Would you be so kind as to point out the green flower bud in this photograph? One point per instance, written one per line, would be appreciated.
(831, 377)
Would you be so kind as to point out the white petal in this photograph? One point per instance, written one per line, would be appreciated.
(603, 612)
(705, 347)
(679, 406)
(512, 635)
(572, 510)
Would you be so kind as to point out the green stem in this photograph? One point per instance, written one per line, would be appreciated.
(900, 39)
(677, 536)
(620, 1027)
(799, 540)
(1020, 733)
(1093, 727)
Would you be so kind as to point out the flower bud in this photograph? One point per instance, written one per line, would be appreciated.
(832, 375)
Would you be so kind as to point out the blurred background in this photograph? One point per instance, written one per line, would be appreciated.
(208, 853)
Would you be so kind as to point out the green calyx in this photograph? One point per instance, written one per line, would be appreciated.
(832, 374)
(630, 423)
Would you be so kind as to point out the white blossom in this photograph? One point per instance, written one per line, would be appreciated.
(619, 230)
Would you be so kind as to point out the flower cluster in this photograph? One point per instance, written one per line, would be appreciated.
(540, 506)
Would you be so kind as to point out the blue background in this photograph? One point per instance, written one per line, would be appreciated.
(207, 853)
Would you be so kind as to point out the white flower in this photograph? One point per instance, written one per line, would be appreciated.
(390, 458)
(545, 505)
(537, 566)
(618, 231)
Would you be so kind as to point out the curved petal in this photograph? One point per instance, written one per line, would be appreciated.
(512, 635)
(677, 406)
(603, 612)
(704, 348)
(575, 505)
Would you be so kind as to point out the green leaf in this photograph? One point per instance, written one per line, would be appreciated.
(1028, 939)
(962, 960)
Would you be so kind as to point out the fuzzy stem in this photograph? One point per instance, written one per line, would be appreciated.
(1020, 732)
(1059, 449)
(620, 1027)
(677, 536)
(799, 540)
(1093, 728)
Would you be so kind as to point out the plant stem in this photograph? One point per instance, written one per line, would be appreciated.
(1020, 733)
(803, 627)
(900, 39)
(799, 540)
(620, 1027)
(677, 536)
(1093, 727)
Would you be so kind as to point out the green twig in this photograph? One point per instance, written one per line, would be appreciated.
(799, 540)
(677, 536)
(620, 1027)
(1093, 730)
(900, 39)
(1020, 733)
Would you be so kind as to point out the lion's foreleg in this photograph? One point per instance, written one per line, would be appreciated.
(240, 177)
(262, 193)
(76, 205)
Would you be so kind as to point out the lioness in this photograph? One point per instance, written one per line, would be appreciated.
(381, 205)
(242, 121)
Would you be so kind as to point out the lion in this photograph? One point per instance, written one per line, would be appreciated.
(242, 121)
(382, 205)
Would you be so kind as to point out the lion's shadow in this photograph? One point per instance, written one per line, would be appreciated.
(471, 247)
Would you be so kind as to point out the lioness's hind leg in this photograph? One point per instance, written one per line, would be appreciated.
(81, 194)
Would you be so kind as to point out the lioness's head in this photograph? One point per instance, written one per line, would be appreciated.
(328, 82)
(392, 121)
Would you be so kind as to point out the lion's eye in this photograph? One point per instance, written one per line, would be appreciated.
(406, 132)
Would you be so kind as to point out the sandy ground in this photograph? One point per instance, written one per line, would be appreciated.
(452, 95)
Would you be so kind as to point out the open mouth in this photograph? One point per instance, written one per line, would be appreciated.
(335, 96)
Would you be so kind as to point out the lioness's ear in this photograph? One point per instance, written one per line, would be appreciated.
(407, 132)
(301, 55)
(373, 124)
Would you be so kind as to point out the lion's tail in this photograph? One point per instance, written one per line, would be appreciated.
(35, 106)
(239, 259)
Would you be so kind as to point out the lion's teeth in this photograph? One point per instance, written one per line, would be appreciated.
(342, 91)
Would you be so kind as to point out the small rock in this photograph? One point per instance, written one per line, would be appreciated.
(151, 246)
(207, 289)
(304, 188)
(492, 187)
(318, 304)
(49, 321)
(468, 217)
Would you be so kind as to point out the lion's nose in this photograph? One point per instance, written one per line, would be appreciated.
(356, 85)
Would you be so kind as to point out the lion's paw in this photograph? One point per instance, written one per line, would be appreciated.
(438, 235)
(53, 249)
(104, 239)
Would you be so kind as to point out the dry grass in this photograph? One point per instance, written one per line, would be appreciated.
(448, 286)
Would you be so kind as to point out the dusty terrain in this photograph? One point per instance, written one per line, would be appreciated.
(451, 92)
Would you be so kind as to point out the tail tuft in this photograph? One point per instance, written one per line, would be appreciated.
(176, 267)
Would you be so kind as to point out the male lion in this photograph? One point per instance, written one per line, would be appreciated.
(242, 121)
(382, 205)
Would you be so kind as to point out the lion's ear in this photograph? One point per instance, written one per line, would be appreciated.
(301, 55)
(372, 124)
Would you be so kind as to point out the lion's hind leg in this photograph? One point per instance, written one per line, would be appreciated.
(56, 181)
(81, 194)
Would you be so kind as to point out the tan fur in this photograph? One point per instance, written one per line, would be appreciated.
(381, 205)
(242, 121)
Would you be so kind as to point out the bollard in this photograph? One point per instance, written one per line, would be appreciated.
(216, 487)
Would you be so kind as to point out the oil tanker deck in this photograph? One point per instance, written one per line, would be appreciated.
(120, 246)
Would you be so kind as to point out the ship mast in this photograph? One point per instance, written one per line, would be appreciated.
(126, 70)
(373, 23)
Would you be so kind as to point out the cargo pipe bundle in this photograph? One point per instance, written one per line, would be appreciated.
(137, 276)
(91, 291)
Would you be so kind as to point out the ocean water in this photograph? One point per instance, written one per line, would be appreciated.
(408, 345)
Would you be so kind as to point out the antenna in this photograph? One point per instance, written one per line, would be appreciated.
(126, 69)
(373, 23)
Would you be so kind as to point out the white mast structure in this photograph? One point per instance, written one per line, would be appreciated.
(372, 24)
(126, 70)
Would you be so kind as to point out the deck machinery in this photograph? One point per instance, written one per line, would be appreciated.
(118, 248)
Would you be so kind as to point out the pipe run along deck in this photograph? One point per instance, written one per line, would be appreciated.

—————

Exercise prompt:
All of the records should be transcribed exactly, with nothing left out.

Result of this task:
Would you be so kind as to point out the green flower bud in this photograph? One point per instance, written one per line, would be appreciated.
(831, 377)
Would you be so kind as to point out the white petal in this photograph? One point per instance, written one per line, would be appreciated.
(603, 612)
(705, 347)
(679, 406)
(512, 635)
(572, 510)
Would you be so kind as to point out the green stem in this photograph? One point per instance, written one per line, would be appreciated.
(900, 39)
(677, 536)
(620, 1027)
(799, 540)
(1020, 733)
(1093, 727)
Would you be so kind as to point out the flower bud in this photograph? One point per instance, written one per line, would be appreciated.
(832, 375)
Would you be so kind as to point out the blurred background in this photograph? One point per instance, written one per line, would be appreciated.
(208, 853)
Would you be so kind as to point out the green calyx in this photograph? One point per instance, written one per line, would be appreciated.
(832, 374)
(630, 423)
Would you be so kind as to point out the white blossom in this photograph? One point per instance, written one per line, would be appreciated.
(619, 230)
Would you be so kind as to point out the flower cluster in this photograph? One point per instance, written one per line, would be appreciated.
(540, 506)
Would you be so kind as to point out the blue background in this photograph? One point per instance, written one per line, would be appreciated.
(207, 853)
Would you be so kind as to point out the white flower in this photograph? One point per instance, written one per line, would be appreciated.
(390, 458)
(545, 505)
(537, 566)
(618, 231)
Would you be so kind as to point out the curved petal in this photograph? One point per instance, written one per line, would be appreciated.
(512, 635)
(677, 406)
(603, 612)
(704, 348)
(575, 505)
Would you be so kind as to point out the green leaf in this photograph? One point per instance, written one per line, would be appreciated.
(1028, 939)
(962, 960)
Would you be so kind as to point out the fuzzy stem in this photograph? One point per instance, written one per line, would be appreciated.
(1020, 732)
(1059, 449)
(620, 1027)
(677, 536)
(799, 540)
(1093, 728)
Would you be so kind as to point out the plant stem in this photograph? One point per instance, written one per line, would be appreciated.
(1020, 733)
(803, 627)
(900, 39)
(799, 540)
(620, 1027)
(677, 536)
(1093, 727)
Would you be so kind as to point out the green twig in this photograph? One point per instance, written one per line, would be appreciated.
(799, 540)
(677, 536)
(620, 1027)
(1093, 730)
(900, 39)
(1020, 733)
Would you be so kind as to point out the lion's foreleg in this photograph? One point per instance, written one per line, would be appreciated.
(240, 177)
(262, 193)
(76, 205)
Would you be so kind as to point out the lioness in this photograph? One point per instance, written one per line, would be appreciated.
(381, 205)
(242, 121)
Would you be so kind as to point out the lion in this photograph? One point per instance, written one per line, would be appreciated.
(242, 121)
(382, 205)
Would you be so kind as to point out the lion's shadow in this photograph? One point per instance, written one per line, would be appreciated.
(471, 247)
Would you be so kind as to point out the lioness's hind leg in this photograph? One point per instance, written one per line, would be appreciated.
(81, 194)
Would you be so kind as to point out the lioness's head in this photograph? One point per instance, written one per line, would be appreciated.
(328, 82)
(392, 121)
Would you be so kind as to point out the lion's eye in this photograph? One point per instance, written one per line, would be appreciated.
(406, 132)
Would you be so kind as to point out the sandy ground in this photograph? One point per instance, written one per line, would be appreciated.
(452, 95)
Would you be so kind as to point out the open mouth in this photograph? One point per instance, written one per line, would be appreciated.
(335, 96)
Would you be so kind as to point out the lioness's ear in this photograph? One point per instance, written one per line, would be appreciated.
(407, 132)
(301, 55)
(373, 124)
Would you be so kind as to point out the lion's tail in this photograph? One point per instance, written one per line, would be appreciated.
(35, 106)
(239, 259)
Would you be so kind as to point out the lion's teeth in this photograph? One point per instance, written one per line, would be appreciated.
(342, 91)
Would you be so kind as to point out the small rock in this photograph? One point per instance, written one per line, would be appreciated.
(151, 246)
(207, 289)
(304, 188)
(492, 187)
(318, 304)
(49, 321)
(468, 217)
Would you be so kind as to point out the lion's nose in this photograph? One point per instance, written one per line, would be appreciated.
(356, 85)
Would you be so kind as to point out the lion's paw in this photograph? One point per instance, written one per line, would be appreciated.
(438, 235)
(53, 249)
(104, 239)
Would you be so kind as to point out the dry grass in this photograph? One point per instance, written one per line, would be appreciated.
(448, 286)
Would you be so kind as to point out the dusty terrain in this photograph? One point per instance, written one per line, would be appreciated.
(451, 92)
Would you be so kind as to point out the tail tuft in this photograph? One point per instance, written one per line, would be appreciated.
(176, 267)
Would you be so kind as to point out the male lion in this photograph? One point per instance, written one per line, would be appreciated.
(242, 121)
(382, 205)
Would you be so kind as to point out the lion's ear in this photograph? One point per instance, written one per line, would be appreciated.
(301, 55)
(372, 124)
Would you be so kind as to point out the lion's hind leg in this photograph? One point per instance, written one per line, would be appreciated.
(56, 181)
(81, 194)
Would you be so kind as to point out the tan fur in this photograph? One point per instance, written one per line, would be appreciated.
(381, 205)
(242, 121)
Would you be so kind as to point out the bollard in this photograph? One point per instance, written one per line, would be appreciated.
(216, 487)
Would you be so kind as to point out the oil tanker deck in this photograph? One point per instance, written one per line, would be appreciated.
(120, 246)
Would you be so kind as to point out the ship mast in this photograph? One point per instance, written one per line, would be appreciated.
(126, 70)
(373, 23)
Would you be so kind as to point out the cargo pipe bundle in this photograph? One point per instance, written one per line, would be appreciated.
(137, 276)
(91, 291)
Would you be so kind as to point out the ocean water in this photograph? One point per instance, written one per line, would be appreciated.
(408, 345)
Would you be so kind as to point out the antenna in this photograph? One point per instance, written one per line, would be appreciated.
(126, 69)
(373, 23)
Would you be so kind as to point out the white mast structure in this photograph? One point per instance, written one per line, would be appreciated.
(372, 24)
(126, 70)
Would you be so kind as to point out the deck machinery in this photograph? One point per instance, written one per line, would be appreciated.
(118, 248)
Would you be so kind as to point out the pipe run along deck in this photograph? One point per instance, written one per line, would be appreciated.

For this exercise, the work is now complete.